What you return should match the data below exactly, with every entry reproduced.

BEGIN Input material

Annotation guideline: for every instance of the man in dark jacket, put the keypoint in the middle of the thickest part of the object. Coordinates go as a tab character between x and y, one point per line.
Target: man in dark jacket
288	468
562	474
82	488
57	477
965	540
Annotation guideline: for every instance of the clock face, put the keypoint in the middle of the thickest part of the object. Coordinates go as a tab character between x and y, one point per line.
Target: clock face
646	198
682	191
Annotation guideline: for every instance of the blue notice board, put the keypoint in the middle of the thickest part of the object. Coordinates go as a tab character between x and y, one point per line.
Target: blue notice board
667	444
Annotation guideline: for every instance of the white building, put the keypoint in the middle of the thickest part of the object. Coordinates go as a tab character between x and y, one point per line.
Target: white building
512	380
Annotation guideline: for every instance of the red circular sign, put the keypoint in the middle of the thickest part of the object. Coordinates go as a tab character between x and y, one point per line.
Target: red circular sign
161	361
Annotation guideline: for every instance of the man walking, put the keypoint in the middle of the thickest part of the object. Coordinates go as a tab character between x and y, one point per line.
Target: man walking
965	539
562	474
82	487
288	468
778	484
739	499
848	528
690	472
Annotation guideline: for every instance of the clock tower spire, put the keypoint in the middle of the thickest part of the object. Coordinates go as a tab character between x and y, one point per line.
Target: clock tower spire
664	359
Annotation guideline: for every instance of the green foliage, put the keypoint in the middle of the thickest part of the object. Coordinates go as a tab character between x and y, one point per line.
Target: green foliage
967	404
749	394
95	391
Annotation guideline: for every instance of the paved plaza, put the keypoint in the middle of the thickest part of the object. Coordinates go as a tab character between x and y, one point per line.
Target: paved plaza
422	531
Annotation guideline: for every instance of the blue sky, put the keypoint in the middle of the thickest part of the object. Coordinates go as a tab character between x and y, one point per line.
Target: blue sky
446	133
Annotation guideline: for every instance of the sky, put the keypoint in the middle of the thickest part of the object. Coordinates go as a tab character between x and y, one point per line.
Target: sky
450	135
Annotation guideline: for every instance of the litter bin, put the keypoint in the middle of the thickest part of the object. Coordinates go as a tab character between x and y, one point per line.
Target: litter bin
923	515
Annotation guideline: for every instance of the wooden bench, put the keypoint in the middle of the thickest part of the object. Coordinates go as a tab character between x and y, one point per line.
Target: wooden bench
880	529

END Input material

Solution to this exercise =
Annotation guideline: for every instance of the man in dark jacket, put the keypoint in the middle of the thickest part of the object. Coordinates go as a tab character between x and y, one point per line.
Target: man in dark jacket
288	468
562	474
82	488
57	477
965	540
Annotation guideline: for every instance of the clock face, put the keypoint in the middle of the thickest part of the object. Coordinates go as a tab character between x and y, one point per line.
Target: clock face
646	198
682	191
Annotation guideline: for every instance of the blue notice board, put the keypoint in the middle of the thickest part of the object. Coordinates go as a tab character between x and y, one point per line.
Target: blue notice board
667	444
Annotation guideline: for every instance of the white building, put the keypoint in the middle of the thickest part of the object. Coordinates go as a tab character between x and y, one point per line.
Target: white building
512	380
Annotation guideline: for every instance of the red circular sign, put the keypoint in the middle of the thickest part of the object. Coordinates go as a tab character between x and y, one point per line.
Target: red circular sign
161	361
Annotation guideline: for every instance of the man walking, put the keypoint in the middle of the thickest part of the object. Coordinates go as a tab character between x and y, one point per line.
Target: man walking
965	539
562	474
82	487
288	468
778	484
739	499
848	528
690	472
Annotation guideline: for every instance of the clock tower spire, put the keypoint in the middle of the thickest part of the object. Coordinates go as a tab character between x and y, one point per line.
Target: clock tower spire
664	359
Annotation guideline: for every instance of the green foliage, put the keypoint in the middle of the thickest part of the object. Coordinates go as a tab character between x and y, one point per line.
Target: green foliage
967	404
749	394
95	391
Annotation guideline: for every instance of the paved plaza, put the keypoint in the middle of the thickest part of the object. Coordinates go as a tab character between x and y, one point per line.
Target: paved plaza
422	531
Annotation guideline: for every instance of the blue sky, put the keypoint in the middle of the thickest part of the object. Coordinates go as a tab character between x and y, one point per line.
Target: blue sky
446	133
Annotation guideline: for every instance of the sky, put the keypoint in the middle of the thickest part of the object. Coordinates go as a tab character between x and y, one point per line.
Target: sky
450	135
Annotation guideline: for every instance of the litter bin, put the keypoint in the middle of the thickest part of the object. Coordinates go as a tab character between x and y, one point per line.
Target: litter bin
923	515
Annotation guideline: for every instance of the wooden bench, put the keypoint in the middle of the thickest part of the object. Coordinates go as a tab character between x and y, one point per line.
Target: wooden bench
880	529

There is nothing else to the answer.